[Dataset records]
* * *

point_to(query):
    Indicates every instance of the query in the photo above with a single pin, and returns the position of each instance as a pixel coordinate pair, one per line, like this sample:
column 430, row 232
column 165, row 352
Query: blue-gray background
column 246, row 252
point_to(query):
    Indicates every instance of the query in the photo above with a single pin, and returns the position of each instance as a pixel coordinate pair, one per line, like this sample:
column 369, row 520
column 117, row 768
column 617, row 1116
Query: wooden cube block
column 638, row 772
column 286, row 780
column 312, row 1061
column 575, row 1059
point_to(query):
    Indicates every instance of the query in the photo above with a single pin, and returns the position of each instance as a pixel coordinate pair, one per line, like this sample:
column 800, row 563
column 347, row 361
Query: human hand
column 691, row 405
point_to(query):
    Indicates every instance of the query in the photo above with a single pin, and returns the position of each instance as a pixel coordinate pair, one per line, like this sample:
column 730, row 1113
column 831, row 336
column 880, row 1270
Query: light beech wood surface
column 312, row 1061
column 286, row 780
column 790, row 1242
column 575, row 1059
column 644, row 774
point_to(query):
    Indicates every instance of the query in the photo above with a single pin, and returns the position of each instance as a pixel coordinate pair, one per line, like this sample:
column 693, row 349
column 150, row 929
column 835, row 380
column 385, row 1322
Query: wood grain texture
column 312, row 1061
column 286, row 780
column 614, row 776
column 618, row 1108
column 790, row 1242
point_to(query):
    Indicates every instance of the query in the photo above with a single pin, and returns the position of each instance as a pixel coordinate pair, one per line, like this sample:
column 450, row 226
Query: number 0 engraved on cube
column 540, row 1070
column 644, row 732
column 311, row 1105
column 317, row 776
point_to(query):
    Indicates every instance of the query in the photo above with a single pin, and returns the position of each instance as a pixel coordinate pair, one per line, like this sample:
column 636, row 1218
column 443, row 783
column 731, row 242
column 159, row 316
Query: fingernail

* * *

* **REQUIRED ACTION**
Copy exactly the line that contains "column 150, row 929" and every line after it through the end of the entries, with nothing added.

* **RESULT OF THE EXERCISE**
column 150, row 929
column 835, row 380
column 385, row 1322
Query: wood grain texture
column 312, row 1061
column 286, row 780
column 614, row 776
column 618, row 1108
column 790, row 1242
point_to(query):
    Indicates every instance of the query in the photo above with a single pin, and returns the position of each instance as a pixel coordinate pair, one per line, like this sample:
column 450, row 226
Query: number 0 engraved on cube
column 540, row 1070
column 644, row 732
column 311, row 1105
column 317, row 776
point_to(query):
    Indicates every instance of the query in the photo above with a single pin, and returns the position of each instance as a pixel coordinate pair, one per line, like this sample:
column 636, row 1218
column 443, row 783
column 731, row 242
column 159, row 316
Query: fingernail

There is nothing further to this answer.